Le droit à l’eau, auquel l’ONU a donné cette année une base juridique internationale, ça veut dire quoi concrètement pour vous ?

 

- C’est presque un combat d’arrière-garde tant ce droit apparaît vital, d’autant que le réchauffement climatique pose encore plus le problème de la mauvaise répartition des ressources en eau potable. Concrètement, le droit à l’eau implique d’agir pour que chaque être humain ait à sa disposition une quantité minimale d’eau accessible et de qualité.

 

A vos yeux, sommes-nous bien lotis en France ?

 

- Nous ne sommes pas à plaindre comparé à d’autres pays, mais 80% des eaux de surface et des nappes phréatiques sont polluées(1). On est en train de saboter ce qui est la base de notre développement. Prenons l’exemple de l’agriculture conventionnelle. On marche sur la tête en polluant les eaux à coups de pesticides et d’engrais chimiques très chers tout en dépensant des milliards pour la fabrication de stations d’épuration. Tout le monde ferait de sacrées économies si on limitait la pollution en amont !
========
■ Votre objectif: D'après l'entretien sur le droit à l'eau, quelle proportion des eaux de surface et des nappes phréatiques est polluée en France ?

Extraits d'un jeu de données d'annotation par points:
========
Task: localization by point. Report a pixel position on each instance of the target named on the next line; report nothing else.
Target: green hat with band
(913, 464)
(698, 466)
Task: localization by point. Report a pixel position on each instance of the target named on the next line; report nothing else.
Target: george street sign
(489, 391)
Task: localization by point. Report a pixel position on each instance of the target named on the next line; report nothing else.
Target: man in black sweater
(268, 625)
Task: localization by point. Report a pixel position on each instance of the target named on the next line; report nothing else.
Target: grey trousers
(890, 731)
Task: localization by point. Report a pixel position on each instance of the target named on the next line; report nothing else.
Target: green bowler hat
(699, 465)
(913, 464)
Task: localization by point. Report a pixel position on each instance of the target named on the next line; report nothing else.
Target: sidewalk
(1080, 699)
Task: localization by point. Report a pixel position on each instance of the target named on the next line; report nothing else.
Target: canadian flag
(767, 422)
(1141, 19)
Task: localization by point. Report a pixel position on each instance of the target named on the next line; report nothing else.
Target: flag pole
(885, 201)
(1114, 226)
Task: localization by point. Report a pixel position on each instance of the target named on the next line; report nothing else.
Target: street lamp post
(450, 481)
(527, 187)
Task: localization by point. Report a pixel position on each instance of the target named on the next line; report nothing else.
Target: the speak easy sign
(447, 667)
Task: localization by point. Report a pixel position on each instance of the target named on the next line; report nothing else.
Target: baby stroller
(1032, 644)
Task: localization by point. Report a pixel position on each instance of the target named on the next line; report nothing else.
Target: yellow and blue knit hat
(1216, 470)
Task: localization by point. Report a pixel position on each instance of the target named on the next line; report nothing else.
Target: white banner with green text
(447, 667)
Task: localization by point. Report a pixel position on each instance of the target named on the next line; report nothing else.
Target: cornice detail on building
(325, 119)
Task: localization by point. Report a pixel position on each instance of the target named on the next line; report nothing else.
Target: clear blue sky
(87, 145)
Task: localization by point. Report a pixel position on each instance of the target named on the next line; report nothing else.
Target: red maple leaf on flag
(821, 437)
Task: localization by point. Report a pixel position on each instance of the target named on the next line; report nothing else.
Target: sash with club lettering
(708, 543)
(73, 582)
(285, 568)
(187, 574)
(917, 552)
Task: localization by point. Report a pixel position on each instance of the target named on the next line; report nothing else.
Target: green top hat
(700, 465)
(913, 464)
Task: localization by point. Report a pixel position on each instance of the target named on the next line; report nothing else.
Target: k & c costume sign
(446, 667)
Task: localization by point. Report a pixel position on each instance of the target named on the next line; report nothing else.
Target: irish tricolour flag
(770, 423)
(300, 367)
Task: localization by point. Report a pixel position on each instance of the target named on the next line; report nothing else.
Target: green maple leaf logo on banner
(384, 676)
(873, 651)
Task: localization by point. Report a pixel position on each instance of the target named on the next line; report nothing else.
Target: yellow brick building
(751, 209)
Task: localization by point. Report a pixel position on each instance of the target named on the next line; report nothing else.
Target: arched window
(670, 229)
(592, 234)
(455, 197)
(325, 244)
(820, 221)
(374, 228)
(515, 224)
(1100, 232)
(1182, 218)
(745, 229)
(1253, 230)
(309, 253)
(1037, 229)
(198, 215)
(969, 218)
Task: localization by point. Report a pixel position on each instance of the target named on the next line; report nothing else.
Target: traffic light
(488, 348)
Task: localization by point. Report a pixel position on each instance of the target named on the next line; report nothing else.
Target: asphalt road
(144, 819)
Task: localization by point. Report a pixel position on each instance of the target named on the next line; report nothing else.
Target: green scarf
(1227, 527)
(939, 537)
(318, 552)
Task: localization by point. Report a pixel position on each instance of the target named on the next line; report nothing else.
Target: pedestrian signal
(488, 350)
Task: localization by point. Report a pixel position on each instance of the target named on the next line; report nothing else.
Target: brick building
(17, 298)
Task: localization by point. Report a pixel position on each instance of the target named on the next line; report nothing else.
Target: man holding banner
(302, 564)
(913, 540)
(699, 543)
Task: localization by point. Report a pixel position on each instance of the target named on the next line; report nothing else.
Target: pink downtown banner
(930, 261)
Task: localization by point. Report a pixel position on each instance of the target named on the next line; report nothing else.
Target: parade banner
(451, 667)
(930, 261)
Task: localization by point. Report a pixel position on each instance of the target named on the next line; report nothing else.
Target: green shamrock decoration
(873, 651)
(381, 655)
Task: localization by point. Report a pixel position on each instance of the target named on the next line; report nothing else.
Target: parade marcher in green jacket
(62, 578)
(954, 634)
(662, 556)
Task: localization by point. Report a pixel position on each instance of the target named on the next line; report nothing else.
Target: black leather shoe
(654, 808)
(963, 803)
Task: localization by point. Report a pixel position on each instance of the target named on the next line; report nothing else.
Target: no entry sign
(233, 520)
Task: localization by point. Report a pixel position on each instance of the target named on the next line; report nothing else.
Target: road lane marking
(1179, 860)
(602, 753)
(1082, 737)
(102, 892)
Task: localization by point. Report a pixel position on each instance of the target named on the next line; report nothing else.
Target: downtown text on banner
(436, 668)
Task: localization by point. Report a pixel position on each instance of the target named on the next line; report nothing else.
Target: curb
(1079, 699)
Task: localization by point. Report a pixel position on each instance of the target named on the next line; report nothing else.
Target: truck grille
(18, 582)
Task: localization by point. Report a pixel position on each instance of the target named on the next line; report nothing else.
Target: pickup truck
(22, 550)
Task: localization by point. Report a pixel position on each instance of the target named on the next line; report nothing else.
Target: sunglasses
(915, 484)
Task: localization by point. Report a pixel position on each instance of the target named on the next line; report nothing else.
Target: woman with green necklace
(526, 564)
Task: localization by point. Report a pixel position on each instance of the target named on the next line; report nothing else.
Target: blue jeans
========
■ Résultat de l'exercice: 80 % d'entre elles sont polluées.